- **WRITTEN REQUEST**: Please replace "put a marker" with "place a point" everywhere in the material below, keeping every other word unchanged, and leave the pictures out of your version.

- **Point-based annotation data**:

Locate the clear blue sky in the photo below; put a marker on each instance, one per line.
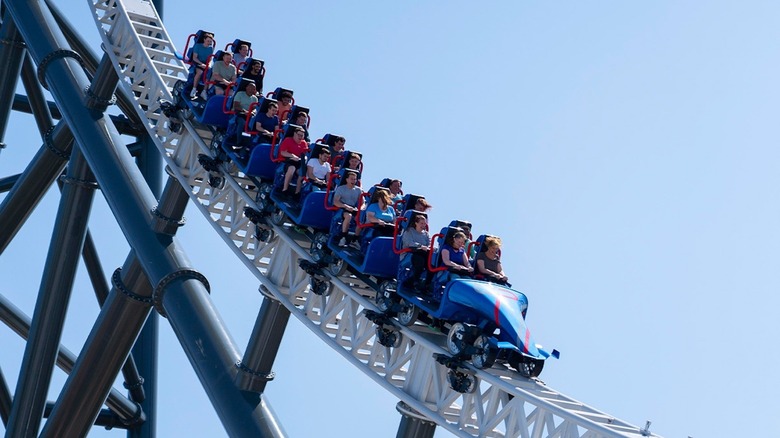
(626, 152)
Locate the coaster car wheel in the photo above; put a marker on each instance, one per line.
(456, 338)
(527, 366)
(264, 234)
(462, 382)
(338, 267)
(384, 297)
(485, 356)
(277, 217)
(388, 338)
(322, 288)
(319, 247)
(408, 313)
(216, 181)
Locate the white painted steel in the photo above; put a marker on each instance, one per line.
(504, 405)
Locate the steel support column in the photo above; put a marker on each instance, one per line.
(11, 55)
(104, 353)
(257, 364)
(40, 352)
(119, 323)
(179, 291)
(145, 350)
(33, 183)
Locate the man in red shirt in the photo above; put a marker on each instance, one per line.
(293, 150)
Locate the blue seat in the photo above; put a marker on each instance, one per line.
(212, 113)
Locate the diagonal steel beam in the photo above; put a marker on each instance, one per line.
(119, 323)
(40, 353)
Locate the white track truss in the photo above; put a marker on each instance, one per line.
(504, 404)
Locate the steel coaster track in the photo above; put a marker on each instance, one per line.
(504, 403)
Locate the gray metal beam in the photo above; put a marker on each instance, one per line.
(40, 353)
(413, 425)
(122, 123)
(104, 352)
(33, 183)
(133, 381)
(257, 364)
(179, 291)
(8, 182)
(39, 107)
(11, 54)
(106, 418)
(5, 399)
(14, 318)
(119, 323)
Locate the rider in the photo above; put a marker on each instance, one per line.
(417, 238)
(346, 197)
(488, 261)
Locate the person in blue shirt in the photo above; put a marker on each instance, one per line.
(266, 123)
(453, 254)
(201, 51)
(381, 213)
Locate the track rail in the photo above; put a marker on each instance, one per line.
(504, 403)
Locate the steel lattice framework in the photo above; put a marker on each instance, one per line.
(146, 67)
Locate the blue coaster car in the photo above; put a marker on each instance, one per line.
(486, 322)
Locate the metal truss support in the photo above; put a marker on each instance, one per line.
(123, 101)
(50, 308)
(14, 318)
(413, 425)
(11, 54)
(179, 292)
(106, 418)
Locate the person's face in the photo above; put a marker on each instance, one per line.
(458, 242)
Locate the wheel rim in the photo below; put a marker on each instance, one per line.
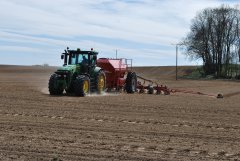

- **WORKED ANSWER**:
Locate the clear blue sky in the photo below; place a point on each instance, one per line.
(626, 152)
Locate the coaster car wheel in the photo above; place a point on each instance, one per line.
(456, 338)
(527, 366)
(264, 234)
(462, 382)
(338, 267)
(384, 297)
(485, 356)
(277, 217)
(388, 338)
(322, 288)
(319, 247)
(408, 313)
(216, 181)
Locate the white painted steel in the photo above; place a point on each instance, one per line.
(504, 405)
Locate the steel support column in the photo above; place a point on each instance, one per line.
(11, 55)
(104, 353)
(257, 364)
(40, 352)
(119, 323)
(179, 291)
(145, 350)
(33, 183)
Locate the man in red shirt in the photo above; place a point on each instance, one per line.
(293, 150)
Locate the blue seat in the photo above; place a point on each instance, one per line.
(212, 113)
Locate the diagonal steel beam in the photo above; place a point on each instance, one per line.
(119, 323)
(40, 353)
Locate the white track truss in the photo above; place a point on each instance, one per line.
(504, 404)
Locate the steel coaster track in the photo above; place a point on each instance, one per line.
(504, 403)
Locate the gray metal beam in the photo above; place a point on each instance, one per line.
(40, 353)
(413, 425)
(122, 123)
(104, 352)
(33, 183)
(133, 381)
(257, 364)
(179, 291)
(8, 182)
(39, 107)
(11, 54)
(106, 418)
(5, 399)
(14, 318)
(119, 323)
Locate the rider in the photo above; place a point on each instance, one per line.
(417, 238)
(346, 197)
(488, 261)
Locate the person in blue shirt in the photo above; place a point on each instance, one per line.
(266, 123)
(453, 254)
(201, 51)
(381, 213)
Locate the track rail in the photo above; place a point on each instance, one per line.
(504, 403)
Locate the steel lattice framework in the photo above; place a point on each instance, one per line.
(146, 67)
Locate the blue coaster car in the photo above; place a point on each instance, one per line.
(486, 322)
Locate the metal truss support in the photo above; place a point on each instance, one per line.
(123, 101)
(50, 308)
(14, 318)
(413, 425)
(11, 54)
(179, 292)
(106, 418)
Locate the person's face in the photo above; place a point on each instance, one per line.
(458, 242)
Locate the wheel rim in the photo below; place a point on each instance, one per line.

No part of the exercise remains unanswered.